- _What needs to be done_:
Could you give every line of the entries below as a Markdown table with the columns "No." and "Text", one numbered row per line, skipping blank lines and leaving the pictures out?

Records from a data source
============

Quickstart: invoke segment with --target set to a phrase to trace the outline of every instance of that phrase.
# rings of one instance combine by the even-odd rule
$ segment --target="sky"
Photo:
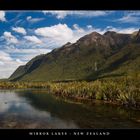
[[[0,79],[91,32],[133,33],[140,11],[0,11]]]

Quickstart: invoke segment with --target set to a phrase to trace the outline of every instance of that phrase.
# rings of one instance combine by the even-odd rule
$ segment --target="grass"
[[[140,78],[105,78],[74,82],[0,82],[0,89],[44,88],[68,99],[102,100],[123,106],[140,107]]]

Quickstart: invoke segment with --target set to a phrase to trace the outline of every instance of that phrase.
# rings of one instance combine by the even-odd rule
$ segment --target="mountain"
[[[93,80],[140,72],[140,30],[132,34],[92,32],[20,66],[9,80]]]

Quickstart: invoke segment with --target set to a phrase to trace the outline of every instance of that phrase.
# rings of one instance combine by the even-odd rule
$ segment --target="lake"
[[[140,111],[68,102],[45,90],[0,90],[0,128],[140,128]]]

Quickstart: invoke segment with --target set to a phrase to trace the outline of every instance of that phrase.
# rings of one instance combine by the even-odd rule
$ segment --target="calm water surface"
[[[0,128],[140,128],[140,111],[76,104],[44,90],[0,90]]]

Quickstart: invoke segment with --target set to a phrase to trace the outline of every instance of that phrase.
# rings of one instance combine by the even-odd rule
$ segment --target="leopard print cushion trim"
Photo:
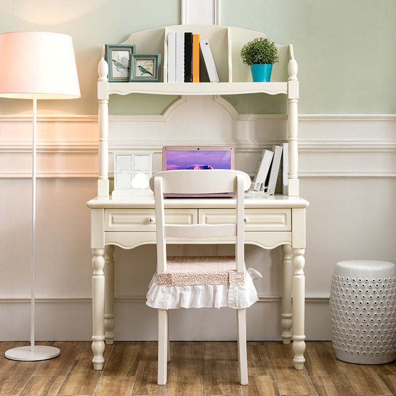
[[[165,273],[157,273],[158,286],[245,285],[245,272],[235,269],[234,256],[170,256],[167,267]]]

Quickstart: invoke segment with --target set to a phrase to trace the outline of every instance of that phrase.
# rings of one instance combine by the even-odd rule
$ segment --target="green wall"
[[[103,44],[180,22],[180,0],[0,0],[0,33],[44,30],[73,39],[82,98],[40,101],[41,114],[97,113]],[[395,0],[223,0],[221,21],[293,44],[300,113],[395,113]],[[28,67],[29,60],[26,60]],[[160,114],[175,97],[112,97],[110,114]],[[226,97],[240,113],[284,113],[284,96]],[[247,99],[247,100],[246,100]],[[268,99],[268,98],[267,98]],[[28,100],[0,99],[0,114],[30,113]]]
[[[300,113],[396,113],[395,0],[225,0],[222,4],[222,24],[293,44]],[[251,101],[248,109],[240,98],[232,102],[241,112],[268,112],[255,102],[259,104]]]

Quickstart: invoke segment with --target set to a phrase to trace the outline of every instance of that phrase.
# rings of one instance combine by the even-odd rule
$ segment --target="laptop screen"
[[[162,170],[234,168],[232,147],[164,147],[162,155]]]

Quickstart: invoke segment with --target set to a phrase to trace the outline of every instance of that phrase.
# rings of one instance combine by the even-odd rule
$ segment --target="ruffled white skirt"
[[[248,308],[258,300],[253,280],[262,278],[253,268],[248,268],[243,286],[205,285],[159,286],[154,274],[147,293],[146,304],[151,308]]]

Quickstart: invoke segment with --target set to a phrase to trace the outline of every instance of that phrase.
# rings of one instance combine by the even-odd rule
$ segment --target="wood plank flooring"
[[[158,386],[157,343],[106,345],[104,367],[93,369],[89,342],[53,345],[60,356],[42,362],[9,360],[4,352],[27,345],[0,342],[0,396],[391,396],[396,363],[366,366],[338,360],[330,342],[306,343],[304,370],[295,370],[292,345],[248,343],[249,384],[238,382],[236,342],[171,343],[168,382]]]

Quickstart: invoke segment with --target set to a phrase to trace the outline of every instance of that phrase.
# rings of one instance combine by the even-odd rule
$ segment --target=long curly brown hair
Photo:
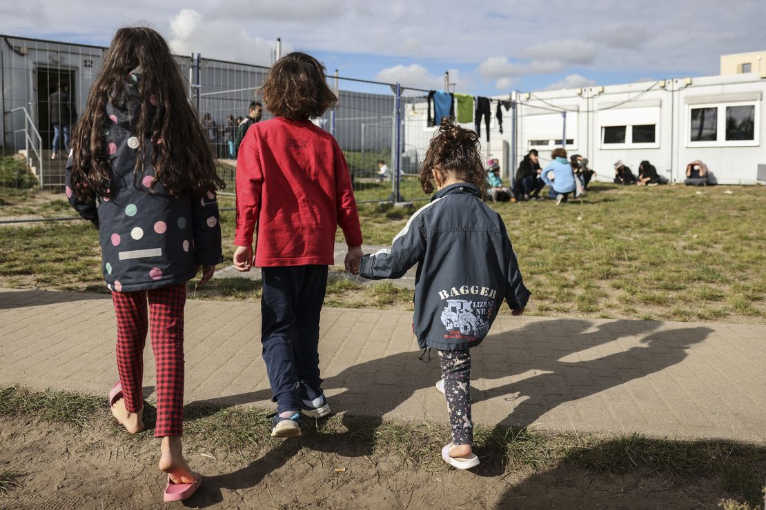
[[[479,137],[476,132],[442,119],[438,135],[428,145],[421,167],[421,187],[426,194],[434,193],[434,172],[442,182],[449,177],[473,184],[483,193],[486,187],[486,170],[482,164]]]
[[[155,180],[173,197],[201,195],[224,187],[168,44],[151,28],[128,27],[115,34],[72,137],[71,181],[77,197],[110,196],[112,171],[104,133],[112,122],[106,104],[120,104],[127,75],[136,68],[141,71],[141,107],[135,125],[139,147],[134,182],[141,181],[149,163]],[[150,115],[149,107],[155,103],[156,110]],[[145,161],[146,140],[152,142],[149,161]]]
[[[338,102],[327,85],[325,67],[305,53],[287,54],[269,70],[260,87],[272,115],[290,120],[316,119]]]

============

- _Written response_:
| No. | Text |
|---|---|
| 1 | Quickstart: invoke segment with --target set to a phrase to trace the outline of every instance of that phrase. |
| 2 | # rings of one instance combine by the even-odd rule |
| 3 | $ segment --target="sky" |
| 4 | Photo: |
| 5 | [[[0,79],[91,32],[133,33],[140,11],[0,11]]] |
| 6 | Quickstart: invoke segment with --target set to a phrase to trace the outline of every instance of that phrase. |
| 7 | # rings of one instance combine by the even-odd rule |
| 8 | $ segment --target="grass" |
| 9 | [[[140,78],[105,78],[74,82],[0,82],[0,89],[44,88],[68,99],[102,100],[123,106],[140,107]]] |
| 10 | Quickstart: invoke segment with --target set to a phrase to trace the outline of every instance of that phrase. |
| 11 | # rings of one instance combine by the even-odd rule |
| 12 | $ segment --target="mountain" |
| 13 | [[[93,80],[140,72],[140,30],[132,34],[92,32],[20,66],[9,80]]] |
| 14 | Quickstart: invoke segment with --target set to a phrase to trace the outline of every instance of that phrase. |
| 15 | # rings of one instance combine by the even-odd rule |
| 16 | $ segment --target="lake" |
| 17 | [[[140,111],[68,102],[45,90],[0,90],[0,128],[140,128]]] |
| 18 | Quickstart: invoke segment with --target set to a phrase to trace the outline of every instance of that phrase. |
| 19 | # rings of one instance combine by the even-odd rule |
| 20 | $ segment --target="calm water surface" |
| 21 | [[[0,128],[140,128],[140,111],[76,104],[44,90],[0,90]]] |
| 22 | Quickstart: invoke segment with --target set to a phrase to trace the outline of every instance of that phrase. |
| 23 | # rings of one instance combine by the even-odd rule |
| 24 | $ segment --target="leopard print cushion trim" |
| 25 | Photo: |
| 26 | [[[165,273],[157,273],[158,286],[245,285],[245,272],[235,269],[234,256],[170,256],[167,267]]] |
| 27 | Quickstart: invoke segment with --target set to a phrase to trace the outline of every instance of that phrase. |
| 28 | # rings of one instance combine by the even-odd rule |
| 29 | $ segment --target="green wall" |
| 30 | [[[103,44],[180,22],[180,0],[0,0],[0,33],[44,30],[73,39],[82,98],[40,101],[41,114],[97,113]],[[395,0],[223,0],[221,21],[293,44],[300,113],[395,113]],[[28,67],[29,60],[26,60]],[[160,114],[175,97],[112,97],[110,114]],[[226,97],[240,113],[284,113],[284,96]],[[247,99],[247,100],[246,100]],[[268,99],[268,98],[267,98]],[[28,100],[0,99],[0,114],[30,113]]] |
| 31 | [[[300,113],[396,113],[395,0],[225,0],[222,4],[222,24],[293,44]],[[251,101],[248,109],[240,98],[232,102],[241,112],[268,112],[255,102],[259,104]]] |
| 32 | Quickstart: invoke segment with --target set to a phrase to trace the outline of every instance of that phrase. |
| 33 | # rings of one instance combine by the even-odd rule |
| 34 | $ segment --target="laptop screen" |
| 35 | [[[162,170],[234,168],[232,147],[164,147],[162,155]]] |
| 36 | Quickstart: invoke segment with --target set to a phrase to trace the outline of every instance of that phrase. |
| 37 | # rings of one instance combine by the even-odd rule |
| 38 | $ segment --target="ruffled white skirt" |
| 39 | [[[248,308],[258,300],[253,280],[262,278],[253,268],[248,268],[243,286],[205,285],[159,286],[154,274],[147,293],[146,304],[151,308]]] |
| 40 | Quickstart: invoke segment with --target set to a phrase to trace the outline of every instance of that phrase. |
| 41 | # rings of one instance combine by the even-odd rule |
| 42 | $ segment --target="wood plank flooring" |
| 43 | [[[158,386],[157,343],[106,345],[104,367],[93,369],[89,342],[53,345],[60,356],[42,362],[9,360],[4,352],[27,345],[0,342],[0,396],[391,396],[396,363],[366,366],[338,360],[330,342],[306,343],[304,370],[295,370],[292,345],[248,343],[249,384],[238,382],[236,342],[171,343],[168,382]]] |
| 44 | Quickstart: invoke segment with --target set to a phrase to trace the outline of every instance of that phrase. |
| 45 | # rings of one instance combine by the even-odd rule |
| 46 | $ segment --target=long curly brown hair |
| 47 | Photo: |
| 48 | [[[479,137],[476,132],[442,119],[438,135],[428,145],[421,167],[421,187],[426,194],[434,193],[434,172],[442,182],[449,177],[473,184],[483,193],[486,187],[486,170],[482,164]]] |
| 49 | [[[155,180],[173,197],[201,195],[224,187],[168,44],[151,28],[128,27],[115,34],[72,137],[71,181],[77,197],[110,196],[112,171],[104,133],[112,122],[106,104],[120,104],[127,75],[136,68],[141,71],[141,107],[135,125],[139,147],[134,182],[141,181],[149,163]],[[150,115],[149,107],[155,103],[156,110]],[[145,161],[146,140],[152,142],[149,161]]] |
| 50 | [[[338,102],[327,85],[325,67],[305,53],[287,54],[269,70],[260,87],[272,115],[290,120],[316,119]]] |